Short task: Please show every line below that contains the word "head", copying each one in full.

Task data:
** start **
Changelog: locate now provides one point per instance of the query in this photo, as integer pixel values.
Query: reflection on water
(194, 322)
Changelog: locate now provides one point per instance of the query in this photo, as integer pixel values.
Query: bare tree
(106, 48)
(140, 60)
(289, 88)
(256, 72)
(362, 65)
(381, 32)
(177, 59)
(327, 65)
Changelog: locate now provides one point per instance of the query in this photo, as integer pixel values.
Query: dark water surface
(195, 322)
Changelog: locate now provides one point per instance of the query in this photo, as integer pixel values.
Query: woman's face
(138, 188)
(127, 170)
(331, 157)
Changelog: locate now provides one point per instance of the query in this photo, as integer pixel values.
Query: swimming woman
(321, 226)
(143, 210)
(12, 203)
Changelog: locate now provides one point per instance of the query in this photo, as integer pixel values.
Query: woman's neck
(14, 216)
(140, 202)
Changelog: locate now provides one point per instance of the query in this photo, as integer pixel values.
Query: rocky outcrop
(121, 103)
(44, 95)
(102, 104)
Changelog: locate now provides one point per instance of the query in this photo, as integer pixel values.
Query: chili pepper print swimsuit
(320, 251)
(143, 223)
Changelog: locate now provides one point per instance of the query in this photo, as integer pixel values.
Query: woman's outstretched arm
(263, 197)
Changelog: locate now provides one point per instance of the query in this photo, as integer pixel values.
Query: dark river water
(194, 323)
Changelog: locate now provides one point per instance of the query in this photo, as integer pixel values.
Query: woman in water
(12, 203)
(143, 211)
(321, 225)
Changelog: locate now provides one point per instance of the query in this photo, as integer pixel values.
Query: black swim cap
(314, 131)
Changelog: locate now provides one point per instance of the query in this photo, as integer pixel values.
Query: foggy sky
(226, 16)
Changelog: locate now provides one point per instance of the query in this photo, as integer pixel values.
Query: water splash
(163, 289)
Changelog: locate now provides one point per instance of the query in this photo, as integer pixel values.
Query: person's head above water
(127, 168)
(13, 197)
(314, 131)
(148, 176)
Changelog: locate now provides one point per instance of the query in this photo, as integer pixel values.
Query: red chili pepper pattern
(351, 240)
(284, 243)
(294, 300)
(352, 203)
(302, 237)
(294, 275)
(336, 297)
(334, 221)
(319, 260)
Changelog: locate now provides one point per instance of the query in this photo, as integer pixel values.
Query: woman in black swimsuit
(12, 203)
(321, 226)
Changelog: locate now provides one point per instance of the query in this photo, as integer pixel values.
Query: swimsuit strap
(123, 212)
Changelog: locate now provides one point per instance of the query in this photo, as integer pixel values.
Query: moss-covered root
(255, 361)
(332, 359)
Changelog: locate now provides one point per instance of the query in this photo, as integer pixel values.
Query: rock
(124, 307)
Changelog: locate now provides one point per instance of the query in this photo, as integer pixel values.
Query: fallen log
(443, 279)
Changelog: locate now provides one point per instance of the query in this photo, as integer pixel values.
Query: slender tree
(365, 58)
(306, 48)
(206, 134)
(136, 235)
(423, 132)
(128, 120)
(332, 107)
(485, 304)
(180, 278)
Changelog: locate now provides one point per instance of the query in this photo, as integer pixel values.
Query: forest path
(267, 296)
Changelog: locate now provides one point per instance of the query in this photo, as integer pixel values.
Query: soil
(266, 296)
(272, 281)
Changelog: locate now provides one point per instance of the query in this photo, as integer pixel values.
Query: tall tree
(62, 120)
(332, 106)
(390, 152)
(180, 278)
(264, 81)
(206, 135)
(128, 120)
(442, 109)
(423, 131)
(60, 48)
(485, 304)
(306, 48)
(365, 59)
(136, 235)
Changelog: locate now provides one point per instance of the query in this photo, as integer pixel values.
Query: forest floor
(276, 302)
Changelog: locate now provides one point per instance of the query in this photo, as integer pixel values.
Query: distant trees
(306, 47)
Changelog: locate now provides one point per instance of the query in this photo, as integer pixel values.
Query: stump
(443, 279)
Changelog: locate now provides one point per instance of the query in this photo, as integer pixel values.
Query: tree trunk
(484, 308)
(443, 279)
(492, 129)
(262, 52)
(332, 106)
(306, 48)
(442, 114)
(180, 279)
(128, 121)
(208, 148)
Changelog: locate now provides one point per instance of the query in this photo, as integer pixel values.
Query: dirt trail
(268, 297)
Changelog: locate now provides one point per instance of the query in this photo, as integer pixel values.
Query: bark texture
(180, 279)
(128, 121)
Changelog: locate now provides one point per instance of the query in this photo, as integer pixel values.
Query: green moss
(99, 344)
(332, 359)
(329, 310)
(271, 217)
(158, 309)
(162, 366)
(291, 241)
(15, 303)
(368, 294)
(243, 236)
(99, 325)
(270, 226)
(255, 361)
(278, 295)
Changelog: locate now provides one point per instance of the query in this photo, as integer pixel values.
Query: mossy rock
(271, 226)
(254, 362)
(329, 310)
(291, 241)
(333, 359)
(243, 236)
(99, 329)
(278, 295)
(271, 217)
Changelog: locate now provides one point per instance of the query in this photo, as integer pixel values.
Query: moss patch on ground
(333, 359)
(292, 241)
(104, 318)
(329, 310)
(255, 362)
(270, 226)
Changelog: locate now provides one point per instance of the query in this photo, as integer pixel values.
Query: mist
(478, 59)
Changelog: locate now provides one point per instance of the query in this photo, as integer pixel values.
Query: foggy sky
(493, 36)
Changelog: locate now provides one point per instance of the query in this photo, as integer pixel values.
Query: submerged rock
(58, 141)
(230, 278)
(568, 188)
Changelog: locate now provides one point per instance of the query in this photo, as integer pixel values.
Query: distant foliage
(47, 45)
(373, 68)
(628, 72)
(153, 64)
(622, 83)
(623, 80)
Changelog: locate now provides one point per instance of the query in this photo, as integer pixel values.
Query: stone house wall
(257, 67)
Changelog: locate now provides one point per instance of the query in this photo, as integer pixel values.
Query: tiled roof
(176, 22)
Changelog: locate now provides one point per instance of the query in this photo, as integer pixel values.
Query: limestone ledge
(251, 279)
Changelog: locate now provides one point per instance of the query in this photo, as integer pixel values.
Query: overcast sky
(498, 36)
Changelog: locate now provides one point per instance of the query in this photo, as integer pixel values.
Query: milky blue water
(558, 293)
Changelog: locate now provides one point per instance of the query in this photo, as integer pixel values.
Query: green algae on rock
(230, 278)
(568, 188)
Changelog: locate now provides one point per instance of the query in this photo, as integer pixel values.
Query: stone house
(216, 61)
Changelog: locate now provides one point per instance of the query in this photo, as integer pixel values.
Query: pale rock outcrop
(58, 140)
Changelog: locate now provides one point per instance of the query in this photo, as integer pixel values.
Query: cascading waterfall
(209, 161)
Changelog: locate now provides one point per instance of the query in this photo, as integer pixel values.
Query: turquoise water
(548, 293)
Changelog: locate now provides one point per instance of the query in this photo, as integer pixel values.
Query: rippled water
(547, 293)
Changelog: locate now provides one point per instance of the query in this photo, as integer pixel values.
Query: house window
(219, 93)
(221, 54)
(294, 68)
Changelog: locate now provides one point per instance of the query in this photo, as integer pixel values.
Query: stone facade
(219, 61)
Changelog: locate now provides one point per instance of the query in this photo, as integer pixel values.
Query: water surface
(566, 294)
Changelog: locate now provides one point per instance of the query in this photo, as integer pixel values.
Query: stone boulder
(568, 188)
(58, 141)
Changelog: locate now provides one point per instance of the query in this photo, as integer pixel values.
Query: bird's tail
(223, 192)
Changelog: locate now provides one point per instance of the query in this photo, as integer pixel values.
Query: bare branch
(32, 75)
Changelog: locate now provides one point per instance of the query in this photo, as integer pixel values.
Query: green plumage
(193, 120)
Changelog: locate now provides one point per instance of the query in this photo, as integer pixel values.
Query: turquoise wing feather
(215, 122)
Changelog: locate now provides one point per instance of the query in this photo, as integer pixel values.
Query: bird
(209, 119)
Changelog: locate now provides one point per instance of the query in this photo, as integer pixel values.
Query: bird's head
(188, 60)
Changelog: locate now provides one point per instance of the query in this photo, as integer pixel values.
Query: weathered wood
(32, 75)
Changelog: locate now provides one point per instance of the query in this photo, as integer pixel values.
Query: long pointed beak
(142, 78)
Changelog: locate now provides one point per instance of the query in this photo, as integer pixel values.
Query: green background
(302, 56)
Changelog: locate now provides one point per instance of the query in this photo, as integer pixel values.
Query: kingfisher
** end **
The completed task:
Query: person's head above water
Query: bird's head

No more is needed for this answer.